### MATERIAL FOR THIS EXERCISE
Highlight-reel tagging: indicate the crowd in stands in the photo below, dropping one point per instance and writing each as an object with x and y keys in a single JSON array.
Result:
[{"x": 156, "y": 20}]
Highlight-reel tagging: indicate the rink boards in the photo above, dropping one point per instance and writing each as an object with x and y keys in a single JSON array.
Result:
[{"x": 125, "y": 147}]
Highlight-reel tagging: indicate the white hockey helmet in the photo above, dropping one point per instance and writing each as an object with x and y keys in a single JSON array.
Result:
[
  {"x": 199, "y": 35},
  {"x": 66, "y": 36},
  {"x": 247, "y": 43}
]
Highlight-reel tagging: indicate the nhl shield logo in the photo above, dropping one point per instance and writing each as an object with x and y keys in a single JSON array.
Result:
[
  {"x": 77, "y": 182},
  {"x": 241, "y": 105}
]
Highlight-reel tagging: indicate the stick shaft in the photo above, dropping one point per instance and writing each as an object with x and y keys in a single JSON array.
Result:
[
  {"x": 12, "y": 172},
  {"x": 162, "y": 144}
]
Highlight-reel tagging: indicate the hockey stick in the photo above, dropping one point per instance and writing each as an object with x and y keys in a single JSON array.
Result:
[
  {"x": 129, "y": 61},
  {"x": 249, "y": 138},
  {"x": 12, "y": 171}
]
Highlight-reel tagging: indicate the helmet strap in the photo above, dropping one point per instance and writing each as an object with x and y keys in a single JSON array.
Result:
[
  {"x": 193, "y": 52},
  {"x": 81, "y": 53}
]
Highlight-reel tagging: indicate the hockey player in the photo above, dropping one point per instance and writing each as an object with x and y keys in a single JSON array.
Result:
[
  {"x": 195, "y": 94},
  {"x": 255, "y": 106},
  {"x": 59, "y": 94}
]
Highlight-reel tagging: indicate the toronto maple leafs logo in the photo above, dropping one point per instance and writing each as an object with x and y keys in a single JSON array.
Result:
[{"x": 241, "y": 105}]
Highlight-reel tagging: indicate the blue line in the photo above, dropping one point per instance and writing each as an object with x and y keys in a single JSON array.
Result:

### WHAT TO WORK ON
Print the entries word for word, from the line with "Highlight-reel tagging: indicate the hockey stick" through the end of the entries.

### EXPECTED ANSWER
Highlight-reel tagging: indicate the hockey stick in the photo above, dropping one point per instance and writing each as an object with x and y keys in a single JSON array.
Result:
[
  {"x": 129, "y": 61},
  {"x": 249, "y": 138},
  {"x": 12, "y": 171}
]
Highlight-reel tagging: indicate the helmet strap in the photo above, dropping one point per instance and writing each as an object with x and y keys in a single JSON array.
Result:
[
  {"x": 193, "y": 52},
  {"x": 81, "y": 53}
]
Highlight-reel tagging: indicate the hockey player in the photo above, dropping one point per instance and writing each as an object with x and y keys in a single JSON array.
Result:
[
  {"x": 195, "y": 94},
  {"x": 255, "y": 106},
  {"x": 59, "y": 94}
]
Highlight-reel tagging: indicate the toronto maple leafs logo in the photo above, dropping one point per instance and writing each as an object with x and y keys in a single JSON array.
Result:
[{"x": 241, "y": 105}]
Highlight-reel tagging: indicate the blue line in the photo above, dropping one point per instance and writing each as an object with x and y keys in a single JSON array.
Result:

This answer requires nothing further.